▸ **EXCERPTED TEXT**
============
It is not known if Abu Anas wrote the manual, but federal prosecutors introduced it as evidence in the 2001 trial of four operatives convicted in the bombings conspiracy, and in the prosecution of Ahmed Khalfan Ghailani, the first former detainee at Guantánamo Bay, Cuba, to be tried in the federal system.
The manual was also used in a 2006 trial in Virginia over whether to impose the death penalty on Zacarias Moussaoui, the so-called 20th hijacker in the Sept. 11 plot. (He received a life sentence.)
The Defense Department, in a statement on Sunday, said Abu Anas was "currently lawfully detained under the law of war in a secure location outside of Libya."
"Wherever possible," the statement said, "our first priority is and always has been to apprehend terrorist suspects, and to preserve the opportunity to elicit valuable intelligence that can help us protect the American people."
Officials declined on Sunday to confirm that New York was Abu Anas's destination, but two officials suggested it was likely.
The seizure of Abu Anas was carried out by American troops assisted by F.B.I. and C.I.A. agents. Navy SEALs, meanwhile, carried out a raid on the Somali coast, trying without success to capture a senior leader of the Shabab, the group that carried out the massacre at the Nairobi shopping mall two weeks ago.
Another American official emphasized that the commando raids in Libya and Somalia were designed to capture the intended targets, not to kill them with Predator drone missiles, the signature counterterrorism weapon of the Obama administration.
"If we can, capturing terrorists provides valuable intelligence that we can't get if we kill them," said the official, who like others spoke on the condition of anonymity because of the continuing interrogation.
Abu Anas is one of about two dozen defendants charged in federal court in Manhattan in a series of indictments that began in 1998, when Bin Laden was charged, and which expanded over the years to add other operatives.
============
▸ **DATA PROVIDED**

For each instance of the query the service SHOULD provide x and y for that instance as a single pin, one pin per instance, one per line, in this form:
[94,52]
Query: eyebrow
============
▸ **WHAT YOU NEED TO DO**
A. Answer these from the Abu Anas text, one per line:
(i) In what year was the Virginia trial over the death penalty for Zacarias Moussaoui held?
(ii) Who assisted the American troops in seizing Abu Anas?
(iii) In what year did the series of Manhattan indictments begin?
B. Please set down word for word everything in the Abu Anas text from "The seizure of" down to "two weeks ago.".

▸ **ANSWERS TO EACH TASK**
A.
(i) 2006
(ii) F.B.I. and C.I.A. agents
(iii) 1998

B.
The seizure of Abu Anas was carried out by American troops assisted by F.B.I. and C.I.A. agents. Navy SEALs, meanwhile, carried out a raid on the Somali coast, trying without success to capture a senior leader of the Shabab, the group that carried out the massacre at the Nairobi shopping mall two weeks ago.